Em conversa na Galeria Portinari do CCBM, fez questão de afirmar que, de todo, os telemóveis e as redes sociais não são uma catástrofe para as gerações actuais. “Os medias sociais e os celulares não são um diabo. Podem ser muito úteis, tem coisas muito boas, tal como a comunicação rápida, partilha de informação importante”, considera para depois chamar atenção ao perigo “quando nos fixamos a coisas que não devemos, quando perdemos tempo, invés de cuidar das nossas vidas, o nosso trabalho, quando perdemos o controlo”.

Emília Duarte teve sempre na arte a essência para a sua formação, enquanto pessoa e com relevância para a profissional que se tornou. É formada em psicologia e não consegue encontrar distâncias com o que forma a sua personalidade.

“Comecei com o desenho muito mais nova. Amava desenhos animados japoneses, ‘manga’, o meu primeiro plano era ser desenhadora da animação japonesa. O tempo foi passando e comecei a envolver-me com a moda, enquanto vivia na Itália. A influência da moda foi muito grande. Prossegui enquanto estilista até a minha chegada a Maputo onde fiz trabalhos com moda e cheguei a participar no Mozambique Fashion Week.”

■ Objetivo 1:
Segundo o texto sobre Emília Duarte, em que área ela é formada?
■ Objetivo 2:
Enumere todas as situações que, no texto sobre Emília Duarte, representam o perigo dos medias sociais e dos celulares.
■ Objetivo 3:
Prossiga a escrita do texto sobre Emília Duarte a partir do ponto em que ele termina.
As linhas que se seguem vêm de uma fonte diferente.

■ Registos:
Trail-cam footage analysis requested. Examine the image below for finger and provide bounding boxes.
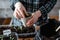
[18,8,25,18]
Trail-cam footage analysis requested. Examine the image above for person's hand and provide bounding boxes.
[26,10,41,27]
[13,2,26,19]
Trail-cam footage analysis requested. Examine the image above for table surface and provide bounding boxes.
[0,16,59,40]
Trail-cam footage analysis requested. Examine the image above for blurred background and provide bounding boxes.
[0,0,60,18]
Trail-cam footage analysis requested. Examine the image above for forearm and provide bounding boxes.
[10,0,20,10]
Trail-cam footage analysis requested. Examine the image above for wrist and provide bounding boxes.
[14,2,21,8]
[35,10,41,18]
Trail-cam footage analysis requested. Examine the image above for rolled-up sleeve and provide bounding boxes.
[10,0,20,10]
[39,0,57,16]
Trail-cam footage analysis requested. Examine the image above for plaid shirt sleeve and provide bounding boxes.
[39,0,57,16]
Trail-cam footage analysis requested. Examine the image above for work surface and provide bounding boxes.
[0,16,59,40]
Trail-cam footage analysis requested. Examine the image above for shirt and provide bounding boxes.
[10,0,57,25]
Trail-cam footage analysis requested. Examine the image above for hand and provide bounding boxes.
[26,11,41,26]
[13,2,26,19]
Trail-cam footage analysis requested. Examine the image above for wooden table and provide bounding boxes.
[0,16,59,40]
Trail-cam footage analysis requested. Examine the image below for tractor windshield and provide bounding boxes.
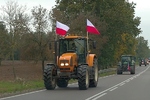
[59,39,86,55]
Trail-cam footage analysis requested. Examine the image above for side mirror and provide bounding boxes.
[93,41,96,49]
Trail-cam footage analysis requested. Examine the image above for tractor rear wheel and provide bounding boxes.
[78,65,89,90]
[89,59,98,87]
[57,79,68,88]
[44,65,56,90]
[130,66,135,74]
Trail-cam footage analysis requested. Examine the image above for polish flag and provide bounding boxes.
[86,19,100,34]
[56,21,69,36]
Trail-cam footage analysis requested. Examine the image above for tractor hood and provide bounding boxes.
[59,53,77,66]
[59,53,77,60]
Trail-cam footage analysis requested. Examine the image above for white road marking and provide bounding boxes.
[120,82,125,86]
[109,87,118,91]
[0,89,45,100]
[92,93,107,100]
[85,66,150,100]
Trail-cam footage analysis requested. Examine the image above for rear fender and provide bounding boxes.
[86,54,96,67]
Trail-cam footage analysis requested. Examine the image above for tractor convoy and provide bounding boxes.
[43,36,99,90]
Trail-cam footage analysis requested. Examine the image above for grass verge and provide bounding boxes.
[0,80,44,97]
[0,70,116,98]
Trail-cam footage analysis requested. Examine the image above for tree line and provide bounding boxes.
[0,0,150,72]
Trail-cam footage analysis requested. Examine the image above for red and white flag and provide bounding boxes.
[86,19,100,34]
[56,21,69,36]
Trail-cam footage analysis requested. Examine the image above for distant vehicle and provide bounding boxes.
[117,55,135,74]
[139,59,147,66]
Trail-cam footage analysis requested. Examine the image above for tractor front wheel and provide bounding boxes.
[44,65,56,90]
[89,59,98,87]
[78,65,89,90]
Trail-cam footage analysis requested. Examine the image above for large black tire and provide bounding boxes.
[44,65,56,90]
[117,66,122,75]
[78,65,89,90]
[57,79,68,88]
[130,66,135,74]
[89,59,98,87]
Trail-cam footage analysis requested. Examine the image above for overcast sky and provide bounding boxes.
[0,0,150,46]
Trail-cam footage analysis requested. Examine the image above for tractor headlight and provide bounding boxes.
[60,63,65,66]
[65,63,69,66]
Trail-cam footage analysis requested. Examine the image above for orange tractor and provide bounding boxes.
[43,36,99,90]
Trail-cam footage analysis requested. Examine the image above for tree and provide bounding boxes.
[136,36,150,58]
[53,0,141,67]
[2,1,26,79]
[23,5,50,70]
[0,21,9,65]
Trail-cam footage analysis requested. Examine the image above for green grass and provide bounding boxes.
[0,80,44,94]
[99,70,116,77]
[0,71,116,97]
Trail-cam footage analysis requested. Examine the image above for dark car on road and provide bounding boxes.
[139,59,147,66]
[117,55,135,74]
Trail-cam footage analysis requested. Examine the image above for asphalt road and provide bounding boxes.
[0,65,150,100]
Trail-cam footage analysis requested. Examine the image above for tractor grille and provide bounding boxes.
[60,68,70,71]
[60,60,69,63]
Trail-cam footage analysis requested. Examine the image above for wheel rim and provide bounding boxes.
[85,70,89,87]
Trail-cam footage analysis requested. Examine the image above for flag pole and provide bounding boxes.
[87,31,89,63]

■ Resposta esperada 1:
Em psicologia.

■ Resposta esperada 2:
- Quando nos fixamos a coisas que não devemos
- Quando perdemos tempo, invés de cuidar das nossas vidas, o nosso trabalho
- Quando perdemos o controlo

■ Resposta esperada 3:
O direccionamento da sua alma artística para o mundo do desenho de modo não matou a artista de pincel e tela.

O bichinho do desenho, de criar estórias, a pintura começou a bater mais forte. E decidi voltar para trás, voltei a pintar, sempre tive essa veia, do desenho, sempre gostei.” Conta a artista que teve nas irmãs Nelly e Nelsa Guambe amizade necessária para despertar o monstro das telas que agora vemos nas paredes do CCBM, substituindo, não completamente, porém destacadamente, o papel e o lápis.

Nas suas telas, há um encontro para lá da provocação da reflexão em torno do material e dessa ausência humana provocada pelos aparelhos. A substituição das sensações, da contemplação e do prazer pelo contacto, pelo virtualismo que chegam a afectar as relações humanas, contrariando até a ideia conceitual de “rede social”.

Tenho amor pela introspecção, estou sempre a reflectir sobre a minha vida e principalmente sobre o que eu vejo e porque não retratar isso, o que vejo, o que sinto? Às vezes tinha questões na cabeça, coisas que sempre procuro entender. E o desafio está aí, colocar a ansiedade no papel, colocar tudo, pintar, porque não”, explica a artista quando questionada sobre o que move a sua pintura.